▶ _EXERCISE GOAL_:
Find every line in the records below that contains the word "Segment", with case counting, and copy each such line in full.
********************
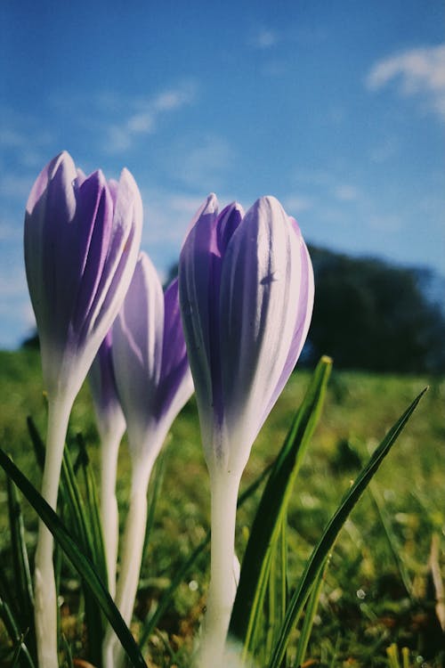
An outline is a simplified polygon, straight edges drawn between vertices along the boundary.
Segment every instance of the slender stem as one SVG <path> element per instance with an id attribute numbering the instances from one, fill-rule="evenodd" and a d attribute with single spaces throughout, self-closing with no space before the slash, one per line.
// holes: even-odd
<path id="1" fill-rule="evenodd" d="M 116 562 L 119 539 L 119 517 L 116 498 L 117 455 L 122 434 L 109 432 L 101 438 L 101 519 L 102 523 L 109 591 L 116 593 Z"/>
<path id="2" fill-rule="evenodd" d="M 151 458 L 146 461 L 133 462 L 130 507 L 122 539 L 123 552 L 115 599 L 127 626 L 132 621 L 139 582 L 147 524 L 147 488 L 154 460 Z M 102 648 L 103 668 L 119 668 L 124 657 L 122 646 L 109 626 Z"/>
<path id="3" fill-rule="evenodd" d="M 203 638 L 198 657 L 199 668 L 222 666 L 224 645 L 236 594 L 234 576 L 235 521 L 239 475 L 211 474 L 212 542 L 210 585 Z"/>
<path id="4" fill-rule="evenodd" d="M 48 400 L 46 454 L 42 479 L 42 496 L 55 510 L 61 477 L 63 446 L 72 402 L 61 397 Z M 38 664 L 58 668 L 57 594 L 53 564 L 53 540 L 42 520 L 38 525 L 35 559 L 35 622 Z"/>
********************
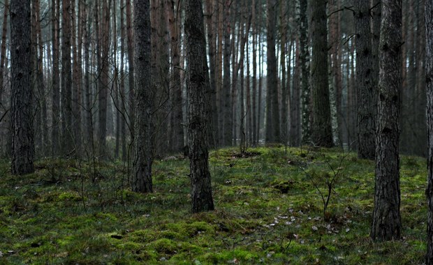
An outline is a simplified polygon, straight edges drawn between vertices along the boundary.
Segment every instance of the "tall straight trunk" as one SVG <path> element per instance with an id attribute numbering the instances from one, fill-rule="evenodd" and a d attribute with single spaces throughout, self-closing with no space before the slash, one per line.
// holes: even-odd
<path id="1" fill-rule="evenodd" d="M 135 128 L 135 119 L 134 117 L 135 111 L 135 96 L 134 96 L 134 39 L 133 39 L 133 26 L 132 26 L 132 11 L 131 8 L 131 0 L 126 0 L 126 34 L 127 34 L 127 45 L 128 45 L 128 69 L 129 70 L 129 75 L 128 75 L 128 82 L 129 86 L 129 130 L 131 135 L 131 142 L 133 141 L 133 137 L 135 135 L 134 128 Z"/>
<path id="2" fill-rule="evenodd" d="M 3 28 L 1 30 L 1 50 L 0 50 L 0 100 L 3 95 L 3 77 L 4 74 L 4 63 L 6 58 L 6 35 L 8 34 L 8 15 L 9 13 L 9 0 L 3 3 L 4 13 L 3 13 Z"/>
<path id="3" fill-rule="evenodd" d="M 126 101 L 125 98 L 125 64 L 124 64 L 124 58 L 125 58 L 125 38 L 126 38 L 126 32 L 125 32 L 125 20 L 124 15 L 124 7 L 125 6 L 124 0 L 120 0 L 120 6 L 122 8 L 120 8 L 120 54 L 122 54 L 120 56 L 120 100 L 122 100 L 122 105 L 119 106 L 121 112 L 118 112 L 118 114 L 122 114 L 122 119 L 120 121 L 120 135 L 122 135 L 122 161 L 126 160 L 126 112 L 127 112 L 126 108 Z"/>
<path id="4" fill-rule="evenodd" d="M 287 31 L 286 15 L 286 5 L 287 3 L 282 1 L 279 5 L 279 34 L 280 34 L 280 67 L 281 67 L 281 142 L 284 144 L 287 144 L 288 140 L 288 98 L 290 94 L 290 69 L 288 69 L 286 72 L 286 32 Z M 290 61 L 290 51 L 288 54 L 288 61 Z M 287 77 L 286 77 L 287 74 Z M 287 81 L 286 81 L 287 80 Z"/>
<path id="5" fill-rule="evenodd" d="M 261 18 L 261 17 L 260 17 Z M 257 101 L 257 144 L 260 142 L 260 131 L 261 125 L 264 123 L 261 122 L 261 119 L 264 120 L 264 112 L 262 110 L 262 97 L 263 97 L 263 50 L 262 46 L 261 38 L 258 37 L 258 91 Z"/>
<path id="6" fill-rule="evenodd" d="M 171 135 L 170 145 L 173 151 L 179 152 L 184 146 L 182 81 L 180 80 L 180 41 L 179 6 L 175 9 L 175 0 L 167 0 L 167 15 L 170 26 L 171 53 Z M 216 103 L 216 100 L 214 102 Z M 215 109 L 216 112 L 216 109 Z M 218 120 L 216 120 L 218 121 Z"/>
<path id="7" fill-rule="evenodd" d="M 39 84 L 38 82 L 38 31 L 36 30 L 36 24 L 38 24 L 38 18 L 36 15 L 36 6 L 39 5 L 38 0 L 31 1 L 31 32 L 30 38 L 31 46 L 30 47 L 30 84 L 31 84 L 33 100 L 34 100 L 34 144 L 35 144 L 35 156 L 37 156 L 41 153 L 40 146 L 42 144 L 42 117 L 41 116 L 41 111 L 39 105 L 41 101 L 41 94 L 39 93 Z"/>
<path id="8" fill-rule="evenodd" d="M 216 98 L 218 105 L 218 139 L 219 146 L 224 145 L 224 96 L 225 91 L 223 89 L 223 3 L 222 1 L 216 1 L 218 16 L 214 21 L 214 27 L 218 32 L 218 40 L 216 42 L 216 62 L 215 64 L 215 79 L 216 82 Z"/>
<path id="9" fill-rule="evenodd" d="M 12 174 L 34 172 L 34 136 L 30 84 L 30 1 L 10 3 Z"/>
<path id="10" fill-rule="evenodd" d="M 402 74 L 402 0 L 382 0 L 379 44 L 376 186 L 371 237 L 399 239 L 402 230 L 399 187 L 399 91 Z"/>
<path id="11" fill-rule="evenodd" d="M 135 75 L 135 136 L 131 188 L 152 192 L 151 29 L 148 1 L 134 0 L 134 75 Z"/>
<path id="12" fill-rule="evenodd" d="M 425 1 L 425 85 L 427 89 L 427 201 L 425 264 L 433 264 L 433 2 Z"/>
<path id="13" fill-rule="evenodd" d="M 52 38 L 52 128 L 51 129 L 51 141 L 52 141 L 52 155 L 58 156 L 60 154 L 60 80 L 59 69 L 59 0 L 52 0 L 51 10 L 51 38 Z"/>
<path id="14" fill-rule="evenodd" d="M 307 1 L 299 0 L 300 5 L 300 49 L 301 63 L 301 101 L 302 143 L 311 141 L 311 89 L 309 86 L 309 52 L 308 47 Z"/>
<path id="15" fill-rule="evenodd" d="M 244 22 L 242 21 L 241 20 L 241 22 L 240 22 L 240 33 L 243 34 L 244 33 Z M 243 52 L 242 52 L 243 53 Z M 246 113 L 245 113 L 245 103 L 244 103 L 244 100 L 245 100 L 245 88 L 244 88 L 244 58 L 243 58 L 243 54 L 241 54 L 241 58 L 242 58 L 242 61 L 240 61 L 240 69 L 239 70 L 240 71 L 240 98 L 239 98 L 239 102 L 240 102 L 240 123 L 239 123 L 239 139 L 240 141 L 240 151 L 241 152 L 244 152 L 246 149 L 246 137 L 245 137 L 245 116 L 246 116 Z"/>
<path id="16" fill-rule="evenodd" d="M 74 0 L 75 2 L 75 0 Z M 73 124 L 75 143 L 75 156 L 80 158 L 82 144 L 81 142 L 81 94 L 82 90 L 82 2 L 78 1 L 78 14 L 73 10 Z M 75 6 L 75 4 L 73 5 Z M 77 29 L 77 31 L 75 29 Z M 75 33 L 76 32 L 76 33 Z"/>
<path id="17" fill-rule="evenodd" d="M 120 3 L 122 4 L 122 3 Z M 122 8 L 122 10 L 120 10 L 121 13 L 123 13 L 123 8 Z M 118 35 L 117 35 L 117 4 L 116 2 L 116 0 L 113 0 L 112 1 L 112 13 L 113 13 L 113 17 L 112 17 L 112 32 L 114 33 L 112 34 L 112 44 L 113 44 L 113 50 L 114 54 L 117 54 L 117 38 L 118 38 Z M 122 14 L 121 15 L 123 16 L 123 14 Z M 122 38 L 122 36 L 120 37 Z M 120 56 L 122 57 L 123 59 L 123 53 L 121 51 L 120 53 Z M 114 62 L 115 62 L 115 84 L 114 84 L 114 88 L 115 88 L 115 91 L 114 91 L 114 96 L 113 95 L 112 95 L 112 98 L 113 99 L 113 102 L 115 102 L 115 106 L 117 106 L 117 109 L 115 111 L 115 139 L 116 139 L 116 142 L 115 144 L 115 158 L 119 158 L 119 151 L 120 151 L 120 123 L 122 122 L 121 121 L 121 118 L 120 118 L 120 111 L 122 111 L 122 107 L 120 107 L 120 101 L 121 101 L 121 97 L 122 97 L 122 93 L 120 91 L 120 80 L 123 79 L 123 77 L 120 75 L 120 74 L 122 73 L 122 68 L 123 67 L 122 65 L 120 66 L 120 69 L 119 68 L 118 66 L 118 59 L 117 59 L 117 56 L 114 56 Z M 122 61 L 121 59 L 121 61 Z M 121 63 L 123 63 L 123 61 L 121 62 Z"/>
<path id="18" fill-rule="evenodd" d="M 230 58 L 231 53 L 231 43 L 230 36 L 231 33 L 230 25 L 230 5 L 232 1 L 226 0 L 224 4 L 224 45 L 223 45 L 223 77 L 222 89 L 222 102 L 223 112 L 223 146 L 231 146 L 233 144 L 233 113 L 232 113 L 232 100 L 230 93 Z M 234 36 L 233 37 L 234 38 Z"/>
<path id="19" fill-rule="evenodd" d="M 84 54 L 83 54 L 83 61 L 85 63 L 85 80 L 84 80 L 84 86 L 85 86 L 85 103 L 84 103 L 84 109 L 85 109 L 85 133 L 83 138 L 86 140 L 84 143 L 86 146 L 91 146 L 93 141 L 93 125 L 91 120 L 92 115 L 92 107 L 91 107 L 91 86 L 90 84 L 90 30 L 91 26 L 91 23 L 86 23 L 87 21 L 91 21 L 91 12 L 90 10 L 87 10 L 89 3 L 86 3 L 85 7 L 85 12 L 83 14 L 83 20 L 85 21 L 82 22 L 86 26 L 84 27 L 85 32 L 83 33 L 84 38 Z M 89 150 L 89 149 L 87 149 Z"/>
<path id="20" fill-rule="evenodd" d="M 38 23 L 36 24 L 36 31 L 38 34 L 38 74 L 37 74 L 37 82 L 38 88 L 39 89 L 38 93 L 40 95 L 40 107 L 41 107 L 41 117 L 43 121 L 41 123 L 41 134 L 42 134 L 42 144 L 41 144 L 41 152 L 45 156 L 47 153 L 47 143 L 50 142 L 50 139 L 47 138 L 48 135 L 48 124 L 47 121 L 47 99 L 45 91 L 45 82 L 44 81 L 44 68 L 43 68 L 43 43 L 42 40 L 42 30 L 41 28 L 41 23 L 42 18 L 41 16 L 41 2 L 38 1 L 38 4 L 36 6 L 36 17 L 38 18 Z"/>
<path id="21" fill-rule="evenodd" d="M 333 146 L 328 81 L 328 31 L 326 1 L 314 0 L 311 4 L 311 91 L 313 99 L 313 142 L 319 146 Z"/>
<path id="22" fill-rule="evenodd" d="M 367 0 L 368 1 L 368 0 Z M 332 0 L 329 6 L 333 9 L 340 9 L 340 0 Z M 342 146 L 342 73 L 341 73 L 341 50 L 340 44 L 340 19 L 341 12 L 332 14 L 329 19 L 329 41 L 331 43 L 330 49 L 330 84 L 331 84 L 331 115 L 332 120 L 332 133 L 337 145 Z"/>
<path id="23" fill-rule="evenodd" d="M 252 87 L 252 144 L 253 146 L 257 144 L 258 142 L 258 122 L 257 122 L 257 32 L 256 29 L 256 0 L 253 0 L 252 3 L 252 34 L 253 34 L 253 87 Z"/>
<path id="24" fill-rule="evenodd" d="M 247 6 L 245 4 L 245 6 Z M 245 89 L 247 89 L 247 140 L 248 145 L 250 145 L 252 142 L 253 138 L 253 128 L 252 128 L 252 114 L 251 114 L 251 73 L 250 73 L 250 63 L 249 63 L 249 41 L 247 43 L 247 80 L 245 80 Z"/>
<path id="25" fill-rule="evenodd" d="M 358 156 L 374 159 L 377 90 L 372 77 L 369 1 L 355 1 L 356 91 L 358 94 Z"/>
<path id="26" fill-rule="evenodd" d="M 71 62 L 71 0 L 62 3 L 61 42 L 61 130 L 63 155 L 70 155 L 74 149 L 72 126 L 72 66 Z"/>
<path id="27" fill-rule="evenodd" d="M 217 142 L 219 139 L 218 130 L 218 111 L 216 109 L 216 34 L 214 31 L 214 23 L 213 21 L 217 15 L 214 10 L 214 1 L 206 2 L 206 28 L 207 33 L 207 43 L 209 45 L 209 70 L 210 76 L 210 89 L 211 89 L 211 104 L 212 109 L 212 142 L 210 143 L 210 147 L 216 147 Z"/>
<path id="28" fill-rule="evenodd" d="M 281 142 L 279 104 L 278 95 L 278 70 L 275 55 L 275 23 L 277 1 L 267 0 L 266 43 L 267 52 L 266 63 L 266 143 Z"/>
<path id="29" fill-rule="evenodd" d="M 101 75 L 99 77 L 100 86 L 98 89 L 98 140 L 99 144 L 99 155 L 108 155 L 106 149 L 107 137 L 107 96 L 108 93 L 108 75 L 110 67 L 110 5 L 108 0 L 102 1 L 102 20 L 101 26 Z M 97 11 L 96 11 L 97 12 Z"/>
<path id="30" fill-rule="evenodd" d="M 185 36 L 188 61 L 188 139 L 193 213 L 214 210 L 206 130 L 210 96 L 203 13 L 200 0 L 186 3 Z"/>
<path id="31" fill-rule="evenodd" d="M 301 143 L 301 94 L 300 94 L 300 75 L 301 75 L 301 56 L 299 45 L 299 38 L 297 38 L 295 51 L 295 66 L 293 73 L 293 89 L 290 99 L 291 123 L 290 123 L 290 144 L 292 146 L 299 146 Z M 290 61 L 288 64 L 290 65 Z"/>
********************
▶ _FINAL RESULT_:
Segment every instance of the slender stem as one SVG <path> element per instance with an id attribute numbering the instances from one, fill-rule="evenodd" and a d attribute with single spaces throughout, self-closing with no space before the slash, one per line.
Segment every instance of the "tall straight trunk" as one SVG <path> element per instance with an id attribute numbering the instances from one, fill-rule="evenodd" and a d attribute with single spaces throughout, self-closing with no space before the slash, one per line.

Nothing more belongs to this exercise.